== Set problem ==
Find every line in the records below that contains the word "long" and copy each of those lines.

== Extracted entries ==
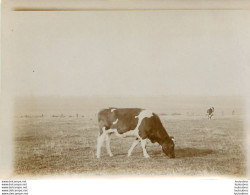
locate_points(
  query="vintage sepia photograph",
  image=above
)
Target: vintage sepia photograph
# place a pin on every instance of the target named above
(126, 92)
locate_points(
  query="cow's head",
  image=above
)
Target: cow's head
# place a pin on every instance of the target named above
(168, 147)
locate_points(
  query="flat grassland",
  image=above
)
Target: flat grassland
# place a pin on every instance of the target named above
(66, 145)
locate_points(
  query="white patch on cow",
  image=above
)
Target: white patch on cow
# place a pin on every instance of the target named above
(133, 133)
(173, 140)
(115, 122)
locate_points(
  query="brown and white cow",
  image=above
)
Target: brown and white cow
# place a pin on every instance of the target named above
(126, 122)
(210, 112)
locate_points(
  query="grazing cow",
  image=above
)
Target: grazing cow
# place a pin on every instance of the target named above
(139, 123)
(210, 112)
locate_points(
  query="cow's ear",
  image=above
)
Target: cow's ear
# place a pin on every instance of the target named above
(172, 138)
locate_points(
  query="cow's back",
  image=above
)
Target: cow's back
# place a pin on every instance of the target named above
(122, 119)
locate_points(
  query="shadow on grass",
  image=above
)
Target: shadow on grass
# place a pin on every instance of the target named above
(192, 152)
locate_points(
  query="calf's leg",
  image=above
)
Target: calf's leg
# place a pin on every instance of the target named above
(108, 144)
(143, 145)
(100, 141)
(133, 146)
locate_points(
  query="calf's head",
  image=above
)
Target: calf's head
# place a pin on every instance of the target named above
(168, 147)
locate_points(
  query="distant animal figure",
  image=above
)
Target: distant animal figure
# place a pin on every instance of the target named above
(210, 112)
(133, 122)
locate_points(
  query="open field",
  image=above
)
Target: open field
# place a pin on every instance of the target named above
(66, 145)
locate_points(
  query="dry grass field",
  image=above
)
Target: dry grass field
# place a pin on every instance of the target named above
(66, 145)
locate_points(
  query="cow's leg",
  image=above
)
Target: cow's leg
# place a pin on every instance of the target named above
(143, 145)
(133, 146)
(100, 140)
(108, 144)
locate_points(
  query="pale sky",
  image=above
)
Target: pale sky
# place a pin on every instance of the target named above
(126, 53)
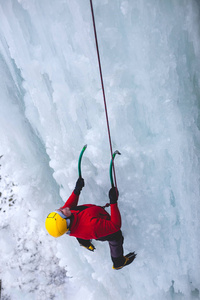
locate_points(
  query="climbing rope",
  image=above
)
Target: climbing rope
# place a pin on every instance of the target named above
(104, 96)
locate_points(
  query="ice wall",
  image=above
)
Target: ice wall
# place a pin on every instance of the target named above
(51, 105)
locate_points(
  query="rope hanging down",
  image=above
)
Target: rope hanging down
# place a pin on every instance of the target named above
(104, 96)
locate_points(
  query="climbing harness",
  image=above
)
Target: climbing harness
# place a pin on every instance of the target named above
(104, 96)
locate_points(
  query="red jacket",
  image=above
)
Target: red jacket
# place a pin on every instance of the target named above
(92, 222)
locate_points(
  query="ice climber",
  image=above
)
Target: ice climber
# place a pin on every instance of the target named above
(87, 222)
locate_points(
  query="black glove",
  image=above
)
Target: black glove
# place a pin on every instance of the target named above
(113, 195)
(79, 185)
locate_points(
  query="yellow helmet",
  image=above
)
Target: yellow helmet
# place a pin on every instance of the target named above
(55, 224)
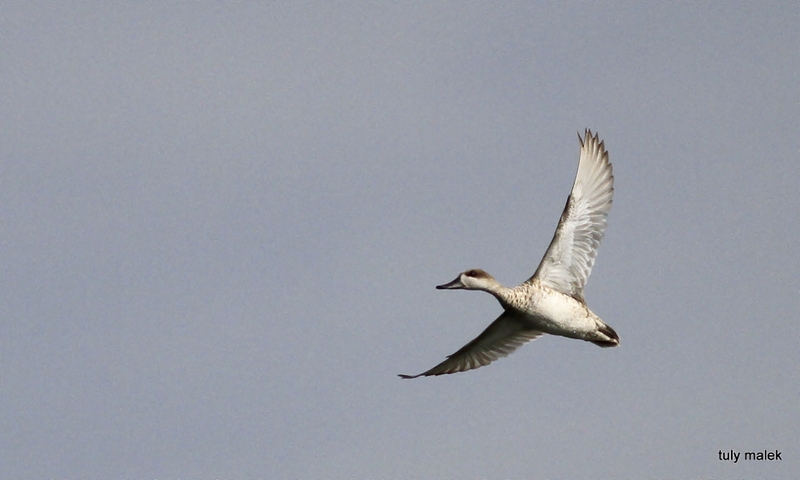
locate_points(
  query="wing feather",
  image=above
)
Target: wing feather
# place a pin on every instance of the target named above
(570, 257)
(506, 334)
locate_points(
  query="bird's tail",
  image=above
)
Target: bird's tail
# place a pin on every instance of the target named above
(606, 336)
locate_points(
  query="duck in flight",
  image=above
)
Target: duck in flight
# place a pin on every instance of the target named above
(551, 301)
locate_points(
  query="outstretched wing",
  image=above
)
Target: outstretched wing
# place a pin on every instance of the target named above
...
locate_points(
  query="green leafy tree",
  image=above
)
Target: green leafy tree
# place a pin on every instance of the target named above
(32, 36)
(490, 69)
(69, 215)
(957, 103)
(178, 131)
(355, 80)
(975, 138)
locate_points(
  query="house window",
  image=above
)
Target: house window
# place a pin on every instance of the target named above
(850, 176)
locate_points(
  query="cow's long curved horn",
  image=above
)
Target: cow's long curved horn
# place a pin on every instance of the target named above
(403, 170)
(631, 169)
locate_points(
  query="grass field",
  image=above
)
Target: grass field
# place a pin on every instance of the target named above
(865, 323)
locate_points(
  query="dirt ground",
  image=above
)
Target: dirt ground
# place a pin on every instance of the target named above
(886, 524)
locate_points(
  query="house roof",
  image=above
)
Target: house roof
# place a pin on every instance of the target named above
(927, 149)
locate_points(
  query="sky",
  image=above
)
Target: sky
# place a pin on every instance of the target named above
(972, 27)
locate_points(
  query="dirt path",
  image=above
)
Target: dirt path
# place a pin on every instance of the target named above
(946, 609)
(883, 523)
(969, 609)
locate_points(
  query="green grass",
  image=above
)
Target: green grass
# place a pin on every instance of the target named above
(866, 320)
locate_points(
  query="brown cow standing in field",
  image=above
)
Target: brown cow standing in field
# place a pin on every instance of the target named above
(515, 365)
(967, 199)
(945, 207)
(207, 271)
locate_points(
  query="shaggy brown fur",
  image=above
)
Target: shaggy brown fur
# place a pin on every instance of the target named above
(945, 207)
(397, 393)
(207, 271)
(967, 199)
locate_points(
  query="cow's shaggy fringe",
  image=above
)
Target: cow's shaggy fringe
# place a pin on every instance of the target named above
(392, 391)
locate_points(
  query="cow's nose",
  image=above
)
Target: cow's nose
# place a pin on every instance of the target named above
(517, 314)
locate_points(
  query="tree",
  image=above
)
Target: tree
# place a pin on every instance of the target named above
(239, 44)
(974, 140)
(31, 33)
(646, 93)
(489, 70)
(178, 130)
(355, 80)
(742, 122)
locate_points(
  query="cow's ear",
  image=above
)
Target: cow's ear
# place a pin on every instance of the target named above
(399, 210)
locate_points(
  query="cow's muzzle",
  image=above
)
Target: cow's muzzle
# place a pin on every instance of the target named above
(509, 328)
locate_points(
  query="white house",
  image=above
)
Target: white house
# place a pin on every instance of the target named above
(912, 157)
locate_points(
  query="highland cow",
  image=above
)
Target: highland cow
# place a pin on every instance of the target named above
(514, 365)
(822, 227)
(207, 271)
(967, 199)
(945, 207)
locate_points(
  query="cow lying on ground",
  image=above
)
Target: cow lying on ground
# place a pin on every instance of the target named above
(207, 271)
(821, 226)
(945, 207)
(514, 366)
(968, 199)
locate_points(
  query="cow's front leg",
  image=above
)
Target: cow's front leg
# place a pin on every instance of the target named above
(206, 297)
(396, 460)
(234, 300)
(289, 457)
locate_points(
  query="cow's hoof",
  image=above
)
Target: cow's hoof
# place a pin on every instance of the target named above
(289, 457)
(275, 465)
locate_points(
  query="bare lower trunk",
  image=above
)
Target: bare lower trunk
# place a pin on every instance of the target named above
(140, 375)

== Solution below ==
  query="cow's long curved horn",
Target: cow's long curved horn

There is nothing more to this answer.